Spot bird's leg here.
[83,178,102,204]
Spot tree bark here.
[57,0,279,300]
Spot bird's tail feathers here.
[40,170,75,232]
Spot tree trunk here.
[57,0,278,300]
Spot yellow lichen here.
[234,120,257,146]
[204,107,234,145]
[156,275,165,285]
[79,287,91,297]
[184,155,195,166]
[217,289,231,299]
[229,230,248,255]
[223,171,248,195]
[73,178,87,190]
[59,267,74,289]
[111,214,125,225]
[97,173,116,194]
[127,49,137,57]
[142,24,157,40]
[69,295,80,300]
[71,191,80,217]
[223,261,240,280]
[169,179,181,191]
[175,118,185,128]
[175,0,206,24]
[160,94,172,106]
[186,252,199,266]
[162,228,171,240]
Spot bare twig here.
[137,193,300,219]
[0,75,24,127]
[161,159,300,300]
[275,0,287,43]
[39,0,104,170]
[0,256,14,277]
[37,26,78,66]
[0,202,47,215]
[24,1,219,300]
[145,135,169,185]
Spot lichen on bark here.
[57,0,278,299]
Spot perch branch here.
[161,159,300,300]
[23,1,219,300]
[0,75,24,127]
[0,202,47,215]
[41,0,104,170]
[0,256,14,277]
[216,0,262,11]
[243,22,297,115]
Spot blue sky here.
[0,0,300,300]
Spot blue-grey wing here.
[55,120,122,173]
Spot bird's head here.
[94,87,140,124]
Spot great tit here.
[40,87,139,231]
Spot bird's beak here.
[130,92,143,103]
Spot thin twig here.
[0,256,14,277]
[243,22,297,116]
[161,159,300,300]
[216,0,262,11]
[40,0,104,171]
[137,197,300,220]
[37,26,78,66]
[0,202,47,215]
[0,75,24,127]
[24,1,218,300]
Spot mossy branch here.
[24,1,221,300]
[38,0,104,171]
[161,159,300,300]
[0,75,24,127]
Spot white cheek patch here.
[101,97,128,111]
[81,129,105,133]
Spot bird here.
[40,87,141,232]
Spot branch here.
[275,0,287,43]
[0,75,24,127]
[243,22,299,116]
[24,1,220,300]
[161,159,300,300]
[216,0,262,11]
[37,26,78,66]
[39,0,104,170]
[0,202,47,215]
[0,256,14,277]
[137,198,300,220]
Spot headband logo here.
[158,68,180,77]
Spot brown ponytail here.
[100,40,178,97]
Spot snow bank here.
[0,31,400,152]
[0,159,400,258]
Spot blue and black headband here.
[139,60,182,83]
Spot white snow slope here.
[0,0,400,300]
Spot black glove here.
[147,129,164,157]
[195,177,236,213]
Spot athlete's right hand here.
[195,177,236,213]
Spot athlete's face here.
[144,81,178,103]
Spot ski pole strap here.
•••
> [Set exercise]: Please reproduce every one of the items above word for word, keeping their original order.

> [Exercise answer]:
Spot bird's leg here.
[83,178,102,204]
Spot tree bark here.
[57,0,279,300]
Spot bird's tail feathers here.
[40,170,75,232]
Spot tree trunk here.
[57,0,278,300]
Spot yellow lichen here.
[234,120,257,146]
[204,107,234,145]
[156,275,165,285]
[79,287,91,297]
[184,155,195,166]
[217,289,231,299]
[229,230,248,255]
[223,171,248,195]
[73,178,87,190]
[59,267,74,289]
[111,214,125,225]
[97,173,116,194]
[127,49,137,57]
[142,24,157,40]
[69,295,80,300]
[71,191,80,217]
[223,261,240,280]
[169,179,181,191]
[175,118,185,128]
[175,0,206,24]
[160,94,172,106]
[186,252,199,266]
[162,228,171,240]
Spot bare twig here.
[137,193,300,219]
[0,75,24,127]
[161,159,300,300]
[275,0,287,43]
[39,0,104,170]
[0,256,14,277]
[37,26,78,66]
[0,202,47,215]
[24,1,219,300]
[145,135,169,185]
Spot lichen on bark here.
[57,0,278,299]
Spot perch branch here.
[161,159,300,300]
[23,1,219,300]
[0,75,24,127]
[0,202,47,215]
[41,0,104,170]
[0,256,14,277]
[216,0,262,11]
[243,22,297,115]
Spot blue sky here.
[0,0,300,300]
Spot blue-grey wing here.
[55,120,122,173]
Spot bird's head here.
[94,87,140,124]
Spot great tit here.
[40,87,139,231]
Spot bird's beak here.
[130,92,143,103]
Spot thin twig here.
[0,256,14,277]
[243,22,297,116]
[161,159,300,300]
[216,0,262,11]
[40,0,104,171]
[137,197,300,220]
[37,26,78,66]
[0,202,47,215]
[0,75,24,127]
[24,1,218,300]
Spot mossy branch here.
[24,1,221,300]
[38,0,104,171]
[161,159,300,300]
[0,75,24,127]
Spot white cheek patch here.
[101,97,128,111]
[81,129,105,133]
Spot bird here.
[40,87,141,232]
Spot branch here.
[275,0,287,43]
[0,75,24,127]
[243,22,299,116]
[24,1,220,300]
[161,159,300,300]
[216,0,262,11]
[37,26,78,66]
[39,0,104,170]
[0,202,47,215]
[0,256,14,277]
[137,198,300,220]
Spot headband logo here.
[158,68,180,77]
Spot brown ponytail here.
[100,40,178,97]
Spot snow bank here.
[0,31,400,152]
[0,159,400,258]
Spot blue and black headband here.
[139,60,182,83]
Spot white snow slope here.
[0,0,400,300]
Spot black glove here.
[147,129,164,157]
[195,177,236,213]
Spot athlete's right hand here.
[195,177,236,213]
Spot athlete's face here.
[144,81,178,103]
Spot ski pole strap here.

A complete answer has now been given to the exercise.